#### PROBLEM TO SOLVE:
From the entries that follow, copy each line containing the word "negative".

#### DATA SUPPLIED:

● ● ● ●

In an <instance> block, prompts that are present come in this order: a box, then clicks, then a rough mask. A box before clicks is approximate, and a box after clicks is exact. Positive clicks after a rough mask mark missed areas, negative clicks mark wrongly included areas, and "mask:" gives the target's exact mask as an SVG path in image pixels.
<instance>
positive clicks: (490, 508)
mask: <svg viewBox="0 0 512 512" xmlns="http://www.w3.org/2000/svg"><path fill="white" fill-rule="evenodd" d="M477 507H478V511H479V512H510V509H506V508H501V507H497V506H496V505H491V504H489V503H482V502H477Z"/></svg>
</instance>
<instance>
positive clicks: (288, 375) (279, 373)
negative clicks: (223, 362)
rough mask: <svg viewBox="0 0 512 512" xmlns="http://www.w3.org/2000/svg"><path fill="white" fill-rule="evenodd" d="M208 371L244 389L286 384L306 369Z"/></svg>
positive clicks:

● ● ● ●

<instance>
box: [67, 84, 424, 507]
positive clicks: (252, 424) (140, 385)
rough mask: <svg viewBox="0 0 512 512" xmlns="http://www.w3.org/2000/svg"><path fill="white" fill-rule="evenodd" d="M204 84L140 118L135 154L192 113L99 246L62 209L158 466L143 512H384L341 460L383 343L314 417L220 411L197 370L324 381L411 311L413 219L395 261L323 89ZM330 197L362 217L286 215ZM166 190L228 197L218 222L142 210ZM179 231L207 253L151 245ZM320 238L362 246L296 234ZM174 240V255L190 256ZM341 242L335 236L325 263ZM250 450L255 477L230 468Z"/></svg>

● ● ● ●

#### WRITTEN ANSWER:
In an <instance> block, prompts that are present come in this order: a box, then clicks, then a rough mask. A box before clicks is approximate, and a box after clicks is exact. Positive clicks after a rough mask mark missed areas, negative clicks mark wrongly included areas, and "mask:" gives the target's exact mask as an SVG path in image pixels.
negative clicks: (223, 362)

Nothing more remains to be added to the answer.